*STATED TASK A*
Can you repeat the SQL interview text below, from "SQL is the single" up to and including "the row-count expectations.", swapping "candidates" for "applicants"?

═════ EXCERPT PROVIDED ═════

SQL is the single most-tested domain. These 40 cover joins, aggregation, window functions, CTEs, recursive queries, optimization, and dialect-specific tricks.
Q1 · L3
INNER vs LEFT vs FULL OUTER JOIN
INNER returns matched rows. LEFT keeps all left rows, NULL on no match. FULL keeps all rows on both sides. Most candidates know this; fluent candidates volunteer the row-count expectations.
Q2 · L3
GROUP BY with HAVING vs WHERE
WHERE filters rows before aggregation. HAVING filters groups after. WHERE supports indexes; HAVING does not. Move conditions to WHERE when they don't reference aggregates.
Q3 · L3
Find duplicate rows
GROUP BY all columns, HAVING COUNT > 1. NULL caveat: equality is unknown for NULL, so duplicate-with-NULL hides. COALESCE if NULL means same.

═════

*STATED TASK B*
Which lines in the records below contain the string "figure"? Copy each one.

═════ DATA SUPPLIED ═════

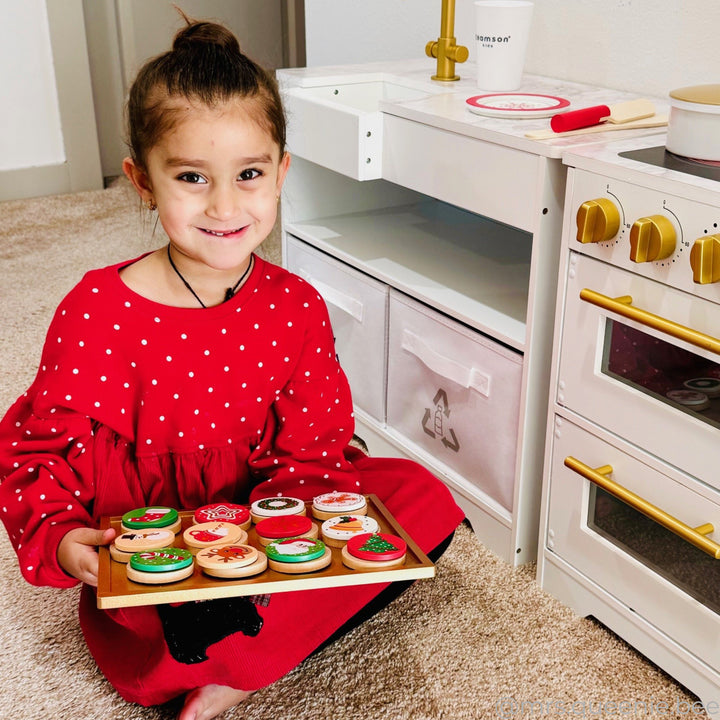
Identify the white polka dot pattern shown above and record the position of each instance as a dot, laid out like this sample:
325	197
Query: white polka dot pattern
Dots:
137	402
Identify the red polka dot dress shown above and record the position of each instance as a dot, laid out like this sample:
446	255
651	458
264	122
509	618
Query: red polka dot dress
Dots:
137	404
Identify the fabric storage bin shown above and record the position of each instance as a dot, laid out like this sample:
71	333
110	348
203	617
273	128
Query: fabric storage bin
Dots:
357	306
456	394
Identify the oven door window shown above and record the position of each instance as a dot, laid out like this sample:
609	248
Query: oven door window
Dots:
662	370
687	567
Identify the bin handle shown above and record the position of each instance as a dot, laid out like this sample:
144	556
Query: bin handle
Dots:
447	367
332	295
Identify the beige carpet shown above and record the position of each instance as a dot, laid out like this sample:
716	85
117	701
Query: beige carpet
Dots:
449	648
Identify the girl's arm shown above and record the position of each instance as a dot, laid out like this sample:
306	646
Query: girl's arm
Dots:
301	452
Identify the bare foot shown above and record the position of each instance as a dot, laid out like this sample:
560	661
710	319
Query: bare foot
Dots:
208	702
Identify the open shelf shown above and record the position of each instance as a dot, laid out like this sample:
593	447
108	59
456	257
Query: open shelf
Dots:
471	268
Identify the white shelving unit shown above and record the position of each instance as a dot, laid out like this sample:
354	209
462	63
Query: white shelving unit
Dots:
455	221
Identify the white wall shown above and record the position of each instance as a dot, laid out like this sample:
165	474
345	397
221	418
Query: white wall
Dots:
30	133
643	46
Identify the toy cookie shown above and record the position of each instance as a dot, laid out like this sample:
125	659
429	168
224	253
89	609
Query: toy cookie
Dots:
298	555
338	530
231	561
224	512
338	503
285	526
151	517
205	535
272	507
165	565
132	541
374	551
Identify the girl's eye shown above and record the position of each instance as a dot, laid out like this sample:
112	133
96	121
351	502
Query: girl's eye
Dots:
249	174
192	177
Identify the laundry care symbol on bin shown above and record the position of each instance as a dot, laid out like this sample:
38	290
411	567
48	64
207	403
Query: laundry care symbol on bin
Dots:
436	422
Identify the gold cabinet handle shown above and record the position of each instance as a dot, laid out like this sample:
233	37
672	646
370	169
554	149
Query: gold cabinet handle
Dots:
623	306
695	536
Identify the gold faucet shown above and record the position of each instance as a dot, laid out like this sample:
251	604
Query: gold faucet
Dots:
444	48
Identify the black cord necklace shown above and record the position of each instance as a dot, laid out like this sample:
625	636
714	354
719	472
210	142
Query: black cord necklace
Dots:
229	293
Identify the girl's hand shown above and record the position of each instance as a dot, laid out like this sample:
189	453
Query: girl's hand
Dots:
77	552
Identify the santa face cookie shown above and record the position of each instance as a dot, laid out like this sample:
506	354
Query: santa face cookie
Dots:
164	565
338	503
211	534
285	526
298	555
338	530
224	512
272	507
151	517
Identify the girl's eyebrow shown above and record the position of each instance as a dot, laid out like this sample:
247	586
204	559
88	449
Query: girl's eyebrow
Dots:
191	162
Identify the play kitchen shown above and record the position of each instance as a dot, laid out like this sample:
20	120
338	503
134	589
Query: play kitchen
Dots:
630	531
431	227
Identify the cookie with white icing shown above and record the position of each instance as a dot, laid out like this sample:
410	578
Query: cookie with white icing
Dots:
211	534
298	555
336	531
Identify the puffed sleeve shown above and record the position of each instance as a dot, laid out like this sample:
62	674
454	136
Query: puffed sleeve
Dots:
301	451
46	477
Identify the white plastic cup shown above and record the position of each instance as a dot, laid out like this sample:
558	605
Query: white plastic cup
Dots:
502	30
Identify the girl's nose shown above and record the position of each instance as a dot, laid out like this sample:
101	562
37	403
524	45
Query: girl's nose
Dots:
221	205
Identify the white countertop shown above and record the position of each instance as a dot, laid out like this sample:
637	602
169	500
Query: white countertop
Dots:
606	160
445	106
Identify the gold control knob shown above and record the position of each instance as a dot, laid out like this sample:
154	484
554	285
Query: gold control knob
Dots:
652	238
597	220
705	259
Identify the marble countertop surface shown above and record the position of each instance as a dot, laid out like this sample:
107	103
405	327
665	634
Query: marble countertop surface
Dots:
444	104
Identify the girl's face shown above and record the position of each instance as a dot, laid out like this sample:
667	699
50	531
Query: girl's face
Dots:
216	178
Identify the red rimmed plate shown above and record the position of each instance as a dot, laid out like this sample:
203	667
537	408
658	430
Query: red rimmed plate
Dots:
517	105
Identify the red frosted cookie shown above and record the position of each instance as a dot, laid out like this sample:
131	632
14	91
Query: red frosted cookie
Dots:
231	561
285	526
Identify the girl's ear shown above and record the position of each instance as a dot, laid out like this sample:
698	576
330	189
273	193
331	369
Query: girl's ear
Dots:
282	172
139	179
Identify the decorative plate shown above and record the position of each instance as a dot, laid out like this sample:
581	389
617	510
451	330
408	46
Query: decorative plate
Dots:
516	105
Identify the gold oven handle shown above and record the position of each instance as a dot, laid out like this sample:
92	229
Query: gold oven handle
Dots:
695	536
623	306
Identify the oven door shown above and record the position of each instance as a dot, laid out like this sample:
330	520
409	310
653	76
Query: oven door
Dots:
643	360
610	512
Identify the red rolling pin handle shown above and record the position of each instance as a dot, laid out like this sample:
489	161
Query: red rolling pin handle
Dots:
576	119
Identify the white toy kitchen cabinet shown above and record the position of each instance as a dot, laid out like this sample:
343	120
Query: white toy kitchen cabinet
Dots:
433	234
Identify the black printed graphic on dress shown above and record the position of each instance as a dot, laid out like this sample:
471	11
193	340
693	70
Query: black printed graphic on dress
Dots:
191	628
436	419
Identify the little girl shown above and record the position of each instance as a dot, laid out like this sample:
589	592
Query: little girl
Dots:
196	373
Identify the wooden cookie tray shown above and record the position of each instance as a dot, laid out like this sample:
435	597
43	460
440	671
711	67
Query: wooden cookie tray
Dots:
116	590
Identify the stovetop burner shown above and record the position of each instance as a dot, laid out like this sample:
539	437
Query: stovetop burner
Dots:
660	157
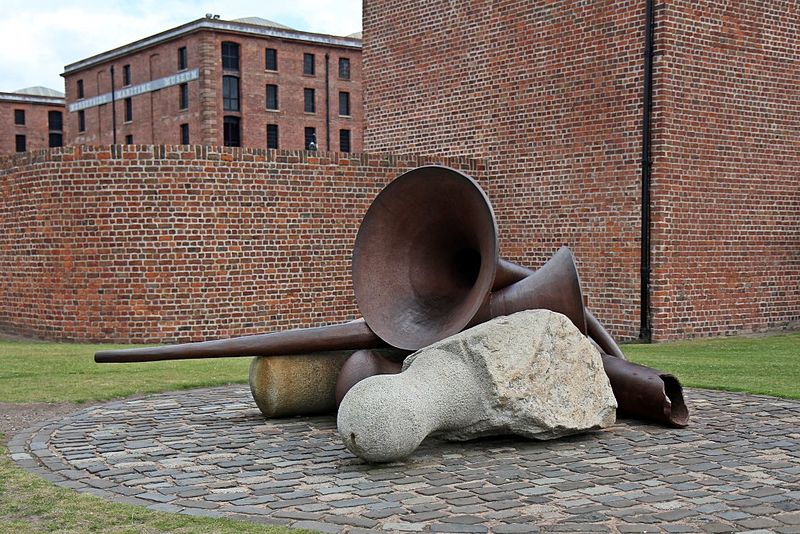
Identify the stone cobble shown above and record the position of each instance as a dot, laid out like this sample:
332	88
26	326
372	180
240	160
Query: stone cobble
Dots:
736	468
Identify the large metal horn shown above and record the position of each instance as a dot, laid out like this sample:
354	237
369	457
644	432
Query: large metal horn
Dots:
425	257
424	265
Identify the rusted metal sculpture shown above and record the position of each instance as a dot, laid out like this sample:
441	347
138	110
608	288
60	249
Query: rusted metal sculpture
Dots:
425	266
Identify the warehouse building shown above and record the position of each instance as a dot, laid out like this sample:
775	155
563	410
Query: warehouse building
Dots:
30	119
247	82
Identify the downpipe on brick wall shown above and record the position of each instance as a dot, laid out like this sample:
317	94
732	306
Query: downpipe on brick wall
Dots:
645	325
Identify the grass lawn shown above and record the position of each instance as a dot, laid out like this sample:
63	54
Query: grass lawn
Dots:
52	372
768	365
30	504
64	372
61	372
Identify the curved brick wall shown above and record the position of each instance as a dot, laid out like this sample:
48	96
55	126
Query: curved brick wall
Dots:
549	94
155	243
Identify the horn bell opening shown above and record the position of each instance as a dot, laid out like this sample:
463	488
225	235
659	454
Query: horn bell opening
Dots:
425	257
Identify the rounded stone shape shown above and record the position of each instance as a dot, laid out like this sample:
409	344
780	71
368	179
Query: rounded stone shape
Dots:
305	384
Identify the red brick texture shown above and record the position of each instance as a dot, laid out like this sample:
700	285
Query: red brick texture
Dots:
726	184
166	243
550	95
36	128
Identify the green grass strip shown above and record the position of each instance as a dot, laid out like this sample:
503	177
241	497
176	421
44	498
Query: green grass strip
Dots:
768	365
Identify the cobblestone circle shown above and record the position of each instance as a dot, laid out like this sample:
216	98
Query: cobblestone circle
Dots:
211	452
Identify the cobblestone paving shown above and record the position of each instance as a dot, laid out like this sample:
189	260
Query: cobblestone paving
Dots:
210	452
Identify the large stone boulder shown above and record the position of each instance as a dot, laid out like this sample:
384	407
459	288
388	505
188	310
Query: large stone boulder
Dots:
531	373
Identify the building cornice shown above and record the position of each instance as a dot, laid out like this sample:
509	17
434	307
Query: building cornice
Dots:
31	99
213	25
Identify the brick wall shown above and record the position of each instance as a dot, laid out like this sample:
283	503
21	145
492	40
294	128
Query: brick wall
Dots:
163	243
550	93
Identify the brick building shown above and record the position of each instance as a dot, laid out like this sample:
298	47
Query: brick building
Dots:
31	119
552	95
247	82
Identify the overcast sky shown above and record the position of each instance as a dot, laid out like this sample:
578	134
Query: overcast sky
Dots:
37	38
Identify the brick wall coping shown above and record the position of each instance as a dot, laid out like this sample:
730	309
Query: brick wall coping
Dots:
187	153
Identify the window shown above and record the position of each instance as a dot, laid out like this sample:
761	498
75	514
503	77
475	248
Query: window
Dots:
344	68
308	101
184	96
55	120
272	136
272	97
231	131
344	140
311	138
308	64
230	56
183	58
271	59
344	103
55	123
230	93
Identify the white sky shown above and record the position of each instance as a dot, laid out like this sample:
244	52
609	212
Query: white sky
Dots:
37	38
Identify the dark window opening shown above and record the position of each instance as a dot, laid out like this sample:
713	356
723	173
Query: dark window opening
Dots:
231	131
309	101
272	97
55	139
344	68
344	103
308	64
272	136
230	93
311	138
344	140
271	59
230	55
55	120
183	58
184	95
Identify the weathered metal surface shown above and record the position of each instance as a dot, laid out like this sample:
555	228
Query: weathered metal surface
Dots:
425	257
300	384
347	336
425	266
556	287
646	393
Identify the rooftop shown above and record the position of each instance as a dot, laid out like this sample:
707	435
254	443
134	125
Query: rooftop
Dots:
39	90
34	95
255	26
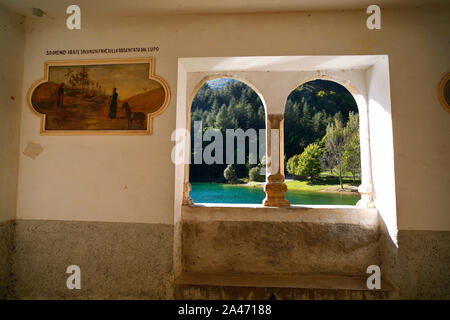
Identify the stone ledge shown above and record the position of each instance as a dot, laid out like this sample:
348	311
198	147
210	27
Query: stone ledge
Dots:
366	217
270	287
335	282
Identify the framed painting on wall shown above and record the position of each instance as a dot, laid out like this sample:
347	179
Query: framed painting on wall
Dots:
119	96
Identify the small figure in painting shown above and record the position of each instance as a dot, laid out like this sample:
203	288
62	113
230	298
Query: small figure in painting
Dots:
138	117
113	105
60	101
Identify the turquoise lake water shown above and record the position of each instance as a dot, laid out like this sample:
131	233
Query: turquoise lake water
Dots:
223	193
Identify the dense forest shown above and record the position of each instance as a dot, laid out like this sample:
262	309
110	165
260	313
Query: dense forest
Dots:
310	110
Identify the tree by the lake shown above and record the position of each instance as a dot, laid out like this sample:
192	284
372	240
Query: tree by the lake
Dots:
310	109
308	163
255	174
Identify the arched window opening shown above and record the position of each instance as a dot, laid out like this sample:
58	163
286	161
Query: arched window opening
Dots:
322	145
227	143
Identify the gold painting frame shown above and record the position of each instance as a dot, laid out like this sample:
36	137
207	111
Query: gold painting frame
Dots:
441	92
90	62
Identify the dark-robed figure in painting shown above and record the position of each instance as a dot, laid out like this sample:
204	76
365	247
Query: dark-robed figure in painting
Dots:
113	105
60	101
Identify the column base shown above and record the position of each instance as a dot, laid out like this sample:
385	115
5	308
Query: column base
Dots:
187	200
275	195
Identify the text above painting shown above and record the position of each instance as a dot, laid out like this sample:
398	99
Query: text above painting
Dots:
99	97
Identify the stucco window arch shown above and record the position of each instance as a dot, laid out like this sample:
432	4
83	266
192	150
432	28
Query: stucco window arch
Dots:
187	185
366	187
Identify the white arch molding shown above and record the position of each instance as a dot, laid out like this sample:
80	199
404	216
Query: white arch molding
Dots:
273	78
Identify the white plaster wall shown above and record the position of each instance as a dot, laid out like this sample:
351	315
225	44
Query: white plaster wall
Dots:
381	143
12	41
84	178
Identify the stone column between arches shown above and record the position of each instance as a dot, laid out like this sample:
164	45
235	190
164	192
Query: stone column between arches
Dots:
275	186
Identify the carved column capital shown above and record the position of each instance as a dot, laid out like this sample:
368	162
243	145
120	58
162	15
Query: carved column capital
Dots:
187	200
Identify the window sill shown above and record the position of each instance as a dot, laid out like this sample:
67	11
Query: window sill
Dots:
367	217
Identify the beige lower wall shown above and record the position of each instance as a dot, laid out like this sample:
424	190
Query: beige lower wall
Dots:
6	250
117	260
424	264
279	247
134	261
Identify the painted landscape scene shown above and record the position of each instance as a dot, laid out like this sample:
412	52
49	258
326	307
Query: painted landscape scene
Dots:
98	97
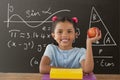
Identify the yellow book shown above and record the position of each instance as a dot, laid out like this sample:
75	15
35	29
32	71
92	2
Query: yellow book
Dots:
62	73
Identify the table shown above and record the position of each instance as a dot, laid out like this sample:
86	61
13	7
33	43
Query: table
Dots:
38	76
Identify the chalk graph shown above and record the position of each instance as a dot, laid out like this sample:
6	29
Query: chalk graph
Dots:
11	9
95	19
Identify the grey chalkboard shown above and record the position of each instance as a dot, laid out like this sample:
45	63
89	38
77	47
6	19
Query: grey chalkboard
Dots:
25	31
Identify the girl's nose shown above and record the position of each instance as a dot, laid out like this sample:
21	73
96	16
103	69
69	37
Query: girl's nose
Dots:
65	34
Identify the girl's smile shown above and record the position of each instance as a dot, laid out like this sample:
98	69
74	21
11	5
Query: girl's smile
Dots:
64	34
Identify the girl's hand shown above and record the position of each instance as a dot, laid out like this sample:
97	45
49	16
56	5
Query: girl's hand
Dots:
96	38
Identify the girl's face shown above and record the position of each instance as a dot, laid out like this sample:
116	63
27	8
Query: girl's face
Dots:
64	34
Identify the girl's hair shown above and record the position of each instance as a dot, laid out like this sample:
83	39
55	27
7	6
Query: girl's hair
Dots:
56	20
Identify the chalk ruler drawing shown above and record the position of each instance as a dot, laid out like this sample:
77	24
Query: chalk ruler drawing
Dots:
95	19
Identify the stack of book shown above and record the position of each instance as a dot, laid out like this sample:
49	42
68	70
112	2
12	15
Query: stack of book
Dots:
62	73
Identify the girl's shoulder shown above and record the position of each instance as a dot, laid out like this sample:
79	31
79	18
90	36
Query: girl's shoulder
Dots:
79	49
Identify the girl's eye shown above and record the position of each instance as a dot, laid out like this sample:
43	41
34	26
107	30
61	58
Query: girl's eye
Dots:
69	31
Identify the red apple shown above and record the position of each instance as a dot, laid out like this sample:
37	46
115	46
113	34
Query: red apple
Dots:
92	32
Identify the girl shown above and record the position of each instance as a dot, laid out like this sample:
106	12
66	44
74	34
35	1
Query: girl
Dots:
64	55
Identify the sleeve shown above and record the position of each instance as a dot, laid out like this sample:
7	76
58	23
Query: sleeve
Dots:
83	54
48	51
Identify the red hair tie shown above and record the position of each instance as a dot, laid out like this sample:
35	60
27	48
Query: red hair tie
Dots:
75	19
54	18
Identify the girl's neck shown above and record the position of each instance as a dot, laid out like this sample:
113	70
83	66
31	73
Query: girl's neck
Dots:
65	48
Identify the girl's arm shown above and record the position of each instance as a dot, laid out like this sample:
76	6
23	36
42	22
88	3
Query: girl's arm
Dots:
45	65
88	63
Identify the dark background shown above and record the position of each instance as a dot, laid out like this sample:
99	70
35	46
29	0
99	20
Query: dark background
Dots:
21	50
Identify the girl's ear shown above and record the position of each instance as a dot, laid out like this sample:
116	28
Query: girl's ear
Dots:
53	35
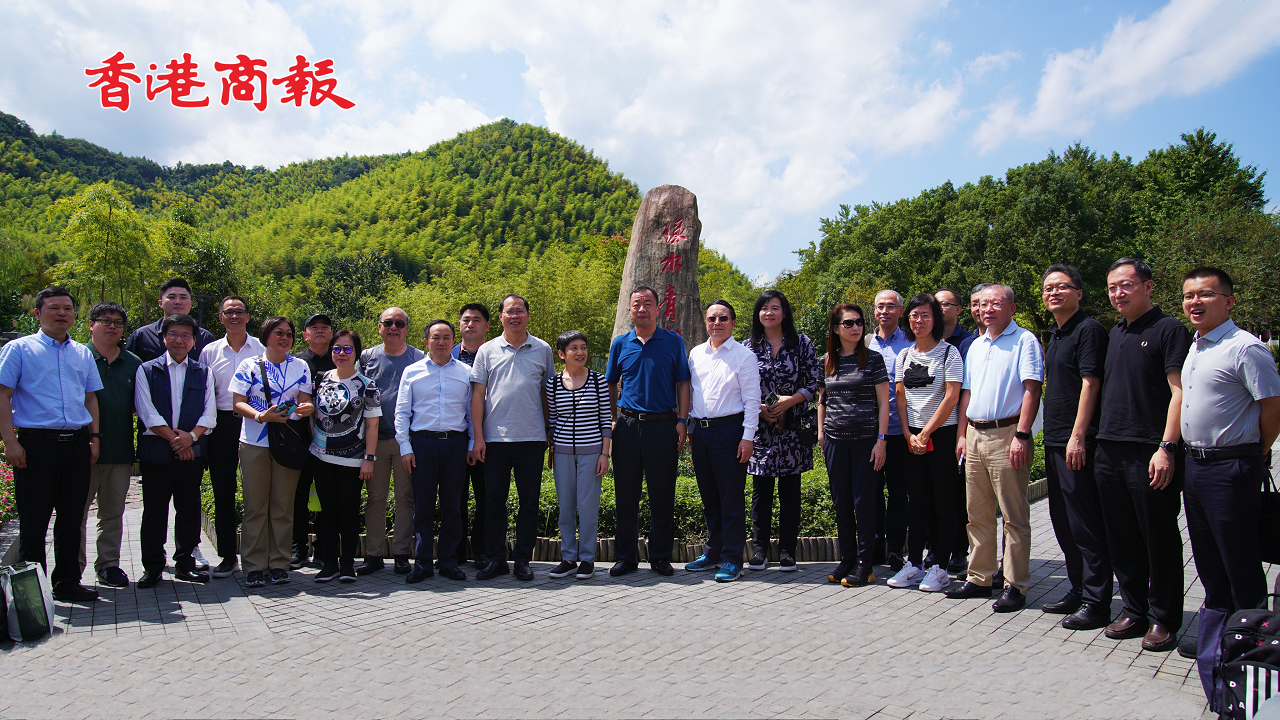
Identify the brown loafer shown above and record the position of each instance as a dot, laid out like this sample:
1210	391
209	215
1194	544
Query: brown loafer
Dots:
1125	628
1159	639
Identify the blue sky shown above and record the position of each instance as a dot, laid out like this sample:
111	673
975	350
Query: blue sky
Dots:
772	113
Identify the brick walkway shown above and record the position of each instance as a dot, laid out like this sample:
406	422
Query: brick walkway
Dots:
771	645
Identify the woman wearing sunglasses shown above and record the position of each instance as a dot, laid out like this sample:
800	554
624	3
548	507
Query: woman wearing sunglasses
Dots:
928	386
344	438
853	418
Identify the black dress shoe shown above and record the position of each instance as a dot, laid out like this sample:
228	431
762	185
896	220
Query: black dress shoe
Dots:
150	579
1127	628
402	565
967	591
1089	616
622	568
1010	601
493	570
73	592
1069	604
191	575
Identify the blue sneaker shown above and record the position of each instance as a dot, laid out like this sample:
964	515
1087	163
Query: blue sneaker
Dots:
700	564
728	572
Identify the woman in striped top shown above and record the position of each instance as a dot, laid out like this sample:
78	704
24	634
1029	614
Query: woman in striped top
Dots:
928	386
577	400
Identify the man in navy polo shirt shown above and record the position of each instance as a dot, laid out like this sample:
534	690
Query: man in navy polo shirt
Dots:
652	365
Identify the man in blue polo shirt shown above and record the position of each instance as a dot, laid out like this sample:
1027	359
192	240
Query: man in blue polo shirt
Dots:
652	365
49	424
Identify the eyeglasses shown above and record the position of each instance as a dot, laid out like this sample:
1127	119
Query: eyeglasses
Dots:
1206	295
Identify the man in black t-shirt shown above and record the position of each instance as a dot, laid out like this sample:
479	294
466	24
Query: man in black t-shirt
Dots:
1138	464
1073	382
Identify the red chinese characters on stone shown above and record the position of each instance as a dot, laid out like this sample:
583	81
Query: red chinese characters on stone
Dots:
112	74
300	77
668	302
240	82
675	232
179	81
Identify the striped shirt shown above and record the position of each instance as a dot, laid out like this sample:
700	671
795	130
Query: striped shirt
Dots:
936	368
580	418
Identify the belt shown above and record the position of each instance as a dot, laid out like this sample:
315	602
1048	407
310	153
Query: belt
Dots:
59	436
990	424
718	422
438	434
645	417
1251	450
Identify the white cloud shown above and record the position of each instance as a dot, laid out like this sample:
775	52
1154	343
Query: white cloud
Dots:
1182	49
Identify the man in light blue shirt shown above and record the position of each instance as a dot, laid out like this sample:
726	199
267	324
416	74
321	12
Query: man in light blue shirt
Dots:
888	340
999	400
433	428
49	424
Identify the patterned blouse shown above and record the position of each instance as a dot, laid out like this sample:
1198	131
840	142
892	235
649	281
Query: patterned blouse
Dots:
795	369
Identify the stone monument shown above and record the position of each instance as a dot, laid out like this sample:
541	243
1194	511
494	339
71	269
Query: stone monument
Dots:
663	255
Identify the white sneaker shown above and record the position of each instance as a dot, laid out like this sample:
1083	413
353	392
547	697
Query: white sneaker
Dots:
906	577
936	579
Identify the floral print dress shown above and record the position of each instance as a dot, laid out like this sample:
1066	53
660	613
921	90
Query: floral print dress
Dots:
795	369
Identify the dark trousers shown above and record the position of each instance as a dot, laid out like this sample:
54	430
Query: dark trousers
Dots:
789	511
645	455
502	460
891	516
1223	520
1142	532
475	478
722	484
301	513
55	478
223	463
931	488
855	487
1075	511
338	527
179	482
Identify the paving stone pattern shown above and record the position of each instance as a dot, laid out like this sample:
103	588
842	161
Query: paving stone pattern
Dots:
772	645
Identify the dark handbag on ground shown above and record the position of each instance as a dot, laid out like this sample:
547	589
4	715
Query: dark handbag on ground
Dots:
289	441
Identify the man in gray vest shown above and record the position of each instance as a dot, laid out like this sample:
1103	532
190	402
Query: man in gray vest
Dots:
176	402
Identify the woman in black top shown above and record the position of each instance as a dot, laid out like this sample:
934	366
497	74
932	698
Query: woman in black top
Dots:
853	418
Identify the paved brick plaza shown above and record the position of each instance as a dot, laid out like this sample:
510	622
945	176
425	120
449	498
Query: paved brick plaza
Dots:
775	643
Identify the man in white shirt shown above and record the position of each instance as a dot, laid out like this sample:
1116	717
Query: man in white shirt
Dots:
174	400
723	417
222	358
433	428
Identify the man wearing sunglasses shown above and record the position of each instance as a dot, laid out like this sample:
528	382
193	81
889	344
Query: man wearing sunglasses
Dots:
384	365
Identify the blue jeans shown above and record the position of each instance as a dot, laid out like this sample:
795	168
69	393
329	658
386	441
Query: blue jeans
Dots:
579	492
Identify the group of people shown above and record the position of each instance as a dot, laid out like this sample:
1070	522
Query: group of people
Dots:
926	429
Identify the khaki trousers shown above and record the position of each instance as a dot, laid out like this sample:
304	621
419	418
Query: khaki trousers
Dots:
110	484
991	482
375	513
266	531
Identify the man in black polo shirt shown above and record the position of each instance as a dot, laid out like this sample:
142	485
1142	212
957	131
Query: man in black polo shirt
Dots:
1138	464
1073	374
318	332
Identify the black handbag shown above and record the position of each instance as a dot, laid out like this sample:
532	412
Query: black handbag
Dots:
289	441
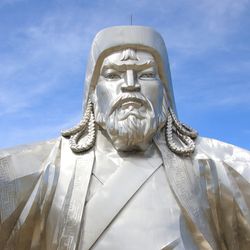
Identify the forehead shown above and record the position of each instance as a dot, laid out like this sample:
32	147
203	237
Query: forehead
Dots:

═════

*CORRECT RESPONSE A*
SQL is the single most-tested domain. These 40 cover joins, aggregation, window functions, CTEs, recursive queries, optimization, and dialect-specific tricks.
Q1 · L3
INNER vs LEFT vs FULL OUTER JOIN
INNER returns matched rows. LEFT keeps all left rows, NULL on no match. FULL keeps all rows on both sides. Most applicants know this; fluent applicants volunteer the row-count expectations.

*CORRECT RESPONSE B*
Identify the small figure in painting shown above and record the position of each instance as a dot, laid out like this sample:
Query: small figure in painting
Identify the dark-robed figure in painting shown above and record the position of each instance as a dot, laid out like this sample:
Query: dark-robed figure in painting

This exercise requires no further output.